DIRECTIONS
Can you turn each line of the data below into a numbered list, skipping any blank lines?

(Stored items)
================

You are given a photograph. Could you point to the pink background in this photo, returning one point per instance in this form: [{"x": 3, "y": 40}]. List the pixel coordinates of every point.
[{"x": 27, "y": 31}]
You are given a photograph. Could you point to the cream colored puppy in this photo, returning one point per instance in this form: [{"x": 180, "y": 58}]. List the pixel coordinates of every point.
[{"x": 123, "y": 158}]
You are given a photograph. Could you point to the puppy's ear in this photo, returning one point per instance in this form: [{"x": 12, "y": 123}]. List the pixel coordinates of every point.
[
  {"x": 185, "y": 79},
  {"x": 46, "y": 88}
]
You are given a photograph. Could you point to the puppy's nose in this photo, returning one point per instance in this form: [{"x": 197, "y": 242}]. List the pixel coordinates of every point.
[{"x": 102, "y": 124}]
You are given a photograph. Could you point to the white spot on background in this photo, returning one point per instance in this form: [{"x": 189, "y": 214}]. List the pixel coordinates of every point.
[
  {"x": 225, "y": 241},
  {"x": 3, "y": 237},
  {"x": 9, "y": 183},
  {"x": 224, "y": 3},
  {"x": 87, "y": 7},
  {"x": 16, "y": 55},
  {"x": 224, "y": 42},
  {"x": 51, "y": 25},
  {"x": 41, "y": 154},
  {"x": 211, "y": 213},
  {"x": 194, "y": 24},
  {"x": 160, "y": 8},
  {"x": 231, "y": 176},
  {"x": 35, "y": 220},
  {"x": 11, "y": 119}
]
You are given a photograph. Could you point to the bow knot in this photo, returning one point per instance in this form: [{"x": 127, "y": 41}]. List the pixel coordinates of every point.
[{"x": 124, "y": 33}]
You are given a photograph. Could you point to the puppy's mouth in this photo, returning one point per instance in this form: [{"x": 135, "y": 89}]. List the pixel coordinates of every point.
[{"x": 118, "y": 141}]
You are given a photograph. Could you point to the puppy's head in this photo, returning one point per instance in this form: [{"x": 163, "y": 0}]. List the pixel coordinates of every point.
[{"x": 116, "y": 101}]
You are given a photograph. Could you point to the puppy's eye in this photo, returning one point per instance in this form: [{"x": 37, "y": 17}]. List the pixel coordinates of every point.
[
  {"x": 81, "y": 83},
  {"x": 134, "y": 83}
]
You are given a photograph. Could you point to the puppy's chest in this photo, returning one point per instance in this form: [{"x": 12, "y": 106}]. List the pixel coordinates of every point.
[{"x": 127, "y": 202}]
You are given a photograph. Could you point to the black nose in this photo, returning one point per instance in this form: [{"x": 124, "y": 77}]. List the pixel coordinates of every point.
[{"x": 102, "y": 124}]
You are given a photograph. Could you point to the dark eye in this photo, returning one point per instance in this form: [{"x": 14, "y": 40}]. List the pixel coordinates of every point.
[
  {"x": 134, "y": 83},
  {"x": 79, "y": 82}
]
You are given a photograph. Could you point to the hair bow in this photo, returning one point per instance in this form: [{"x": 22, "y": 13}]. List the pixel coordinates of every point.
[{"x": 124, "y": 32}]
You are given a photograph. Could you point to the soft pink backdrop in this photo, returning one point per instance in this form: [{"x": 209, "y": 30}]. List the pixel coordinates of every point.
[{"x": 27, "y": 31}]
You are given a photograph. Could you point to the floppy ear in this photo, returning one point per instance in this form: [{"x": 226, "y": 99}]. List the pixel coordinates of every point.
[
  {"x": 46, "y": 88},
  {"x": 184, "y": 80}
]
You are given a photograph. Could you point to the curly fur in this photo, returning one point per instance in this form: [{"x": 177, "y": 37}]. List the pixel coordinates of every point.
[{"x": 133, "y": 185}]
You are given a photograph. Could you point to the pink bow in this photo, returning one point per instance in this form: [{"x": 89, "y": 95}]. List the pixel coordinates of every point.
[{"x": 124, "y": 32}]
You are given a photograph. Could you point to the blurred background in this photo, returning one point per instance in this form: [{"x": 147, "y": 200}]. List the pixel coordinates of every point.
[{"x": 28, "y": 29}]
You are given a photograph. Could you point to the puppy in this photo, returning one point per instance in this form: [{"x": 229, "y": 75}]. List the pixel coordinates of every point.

================

EXPECTED ANSWER
1. You are given a photograph. Could you point to the pink background in this photo, returning one point per instance in this form: [{"x": 3, "y": 40}]. List the pixel coordinates of every point.
2. [{"x": 27, "y": 31}]
3. You are given a photograph. Could you point to the cream colored puppy in this photo, returning one point per instance in this form: [{"x": 180, "y": 58}]. List the pixel coordinates of every point.
4. [{"x": 123, "y": 158}]
5. You are given a photograph. Could you point to the puppy's ear in this photo, returning one point per instance in this form: [{"x": 12, "y": 123}]. List the pixel coordinates of every point.
6. [
7.   {"x": 185, "y": 79},
8.   {"x": 46, "y": 88}
9. ]
10. You are given a photograph. Could you point to the puppy's nose in this photo, returning one point per instance in this form: [{"x": 197, "y": 242}]. List the pixel coordinates of every point.
11. [{"x": 102, "y": 124}]
12. You are given a photograph. Could you point to the white spot on background in this photo, returning one point per instance in this form: [{"x": 189, "y": 214}]. List the pixel coordinates of every point.
13. [
14.   {"x": 225, "y": 241},
15.   {"x": 3, "y": 237},
16.   {"x": 9, "y": 183},
17.   {"x": 224, "y": 3},
18.   {"x": 87, "y": 7},
19.   {"x": 16, "y": 55},
20.   {"x": 224, "y": 42},
21.   {"x": 51, "y": 25},
22.   {"x": 41, "y": 154},
23.   {"x": 211, "y": 213},
24.   {"x": 194, "y": 24},
25.   {"x": 160, "y": 8},
26.   {"x": 231, "y": 176},
27.   {"x": 35, "y": 220},
28.   {"x": 11, "y": 119}
29. ]
30. You are given a photograph. Could you point to the bow knot in this photo, returning one point per instance in this form: [{"x": 127, "y": 41}]. List the pixel coordinates of every point.
31. [{"x": 124, "y": 33}]
32. You are given a photograph. Could you point to the puppy's mouth in this photo, returning one point per instance in this form: [{"x": 135, "y": 89}]. List the pixel coordinates of every point.
33. [{"x": 118, "y": 141}]
34. You are given a photograph. Could you point to the puppy's head in this photo, returning one point per instance in this form: [{"x": 163, "y": 0}]. List the pixel coordinates of every point.
35. [{"x": 116, "y": 101}]
36. You are given a photograph. Could you point to the puppy's eye in this photo, returning one point per instance in this form: [{"x": 37, "y": 17}]. List the pixel coordinates of every point.
37. [
38.   {"x": 81, "y": 83},
39.   {"x": 134, "y": 83}
40. ]
41. You are given a photograph. Could you point to the puppy's chest in this photo, returning one point per instance in this form: [{"x": 12, "y": 106}]. List the pixel coordinates of every point.
42. [{"x": 127, "y": 202}]
43. You are given a photograph. Could you point to the black nose in this photo, returning one point per instance in this form: [{"x": 124, "y": 77}]. List the pixel coordinates of every point.
44. [{"x": 102, "y": 124}]
45. You are given a photograph. Could you point to the dark eye in this photo, returning one point per instance in this form: [{"x": 14, "y": 40}]. List the pixel coordinates of every point.
46. [
47.   {"x": 134, "y": 83},
48.   {"x": 79, "y": 82}
49. ]
50. You are given a photograph. Could you point to the hair bow in this photo, returning one point per instance in this form: [{"x": 22, "y": 13}]. List the pixel coordinates of every point.
51. [{"x": 124, "y": 32}]
52. You are given a photograph. Could you point to the soft pink backdrop in this photo, returning one point per instance in this form: [{"x": 209, "y": 30}]. List the pixel coordinates of every point.
53. [{"x": 27, "y": 31}]
54. You are given a photograph. Could you point to the floppy ear in this photo, returning one point per instance in this form: [{"x": 226, "y": 99}]. List the pixel coordinates of every point.
55. [
56.   {"x": 46, "y": 88},
57.   {"x": 184, "y": 80}
58. ]
59. You are given a photograph. Could you point to the curly fur in this photo, returning one point per instance in this form: [{"x": 177, "y": 37}]. List the pixel coordinates of every point.
60. [{"x": 133, "y": 185}]
61. You are given a photograph. Could you point to the pink bow in this photo, returning one point per instance in this form: [{"x": 89, "y": 95}]. List the pixel coordinates of every point.
62. [{"x": 124, "y": 32}]
63. You are given a photograph. Could you point to the blurred background in this photo, returning one point per instance in this form: [{"x": 147, "y": 200}]. List the pixel coordinates of every point.
64. [{"x": 28, "y": 29}]
65. You are given a photograph. Could you point to the puppy in this photo, returning one point per instance in this form: [{"x": 229, "y": 75}]. List the pixel coordinates of every point.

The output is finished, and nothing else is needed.